Extracted entries:
_ _ _ _ _ _ _

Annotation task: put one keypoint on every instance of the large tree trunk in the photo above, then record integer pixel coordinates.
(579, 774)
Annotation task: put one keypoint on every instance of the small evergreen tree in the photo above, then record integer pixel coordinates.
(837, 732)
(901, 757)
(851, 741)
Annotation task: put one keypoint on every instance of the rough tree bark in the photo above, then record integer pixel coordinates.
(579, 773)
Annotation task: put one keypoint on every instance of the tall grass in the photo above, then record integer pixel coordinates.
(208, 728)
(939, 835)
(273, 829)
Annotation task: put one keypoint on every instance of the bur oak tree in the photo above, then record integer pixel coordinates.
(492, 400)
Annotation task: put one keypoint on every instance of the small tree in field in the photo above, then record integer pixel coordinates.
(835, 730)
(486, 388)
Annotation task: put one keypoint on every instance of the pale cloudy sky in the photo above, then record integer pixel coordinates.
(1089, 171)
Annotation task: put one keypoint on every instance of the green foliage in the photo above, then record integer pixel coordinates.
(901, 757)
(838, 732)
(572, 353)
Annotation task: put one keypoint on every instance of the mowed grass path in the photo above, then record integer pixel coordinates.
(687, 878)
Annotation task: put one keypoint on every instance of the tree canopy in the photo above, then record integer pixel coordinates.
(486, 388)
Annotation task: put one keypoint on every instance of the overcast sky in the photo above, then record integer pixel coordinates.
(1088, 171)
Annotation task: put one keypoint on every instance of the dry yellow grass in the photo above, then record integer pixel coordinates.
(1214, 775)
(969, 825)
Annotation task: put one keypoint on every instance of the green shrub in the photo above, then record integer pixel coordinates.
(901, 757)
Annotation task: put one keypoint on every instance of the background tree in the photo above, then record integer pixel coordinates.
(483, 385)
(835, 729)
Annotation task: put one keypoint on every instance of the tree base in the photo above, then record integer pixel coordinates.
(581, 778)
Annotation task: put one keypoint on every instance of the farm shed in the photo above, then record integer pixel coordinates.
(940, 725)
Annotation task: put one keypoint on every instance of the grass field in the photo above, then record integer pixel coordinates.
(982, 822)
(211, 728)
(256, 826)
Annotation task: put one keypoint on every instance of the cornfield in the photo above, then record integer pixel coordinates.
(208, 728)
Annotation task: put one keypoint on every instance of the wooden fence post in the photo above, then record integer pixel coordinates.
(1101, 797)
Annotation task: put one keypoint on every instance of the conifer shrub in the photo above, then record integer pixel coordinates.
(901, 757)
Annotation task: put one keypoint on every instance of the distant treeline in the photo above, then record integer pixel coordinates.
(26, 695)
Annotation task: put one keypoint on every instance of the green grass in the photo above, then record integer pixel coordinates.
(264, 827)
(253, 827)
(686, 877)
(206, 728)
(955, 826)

_ _ _ _ _ _ _

Required action:
There is one span to return: the line holding "Annotation task: put one keypoint on every instance of the grass" and every line after it through the end of the listing above; please give it exactly and add nothing.

Response to this exercise:
Annotation task: put one keypoint on every instance of the grass field in the photo above, then record integer pixel coordinates.
(982, 822)
(211, 728)
(256, 826)
Annotation task: put one keypoint on every instance of the cornfield in the photo above, then record integer pixel coordinates.
(208, 728)
Annotation task: put one keypoint on every instance of the wooden fence post in the photo above, then record integer pixel coordinates.
(1101, 797)
Annotation task: put one keypoint on every instance of the conifer shrub in the photo above, then record integer pixel coordinates.
(901, 757)
Annotation task: put one keypoint on every instance of the distant treeline in the photo above, then record integer pixel coordinates.
(26, 695)
Annotation task: put one keypoint on every instance of the green grass in the photo above, then record integer pixel coordinates.
(264, 827)
(253, 827)
(686, 877)
(206, 728)
(955, 826)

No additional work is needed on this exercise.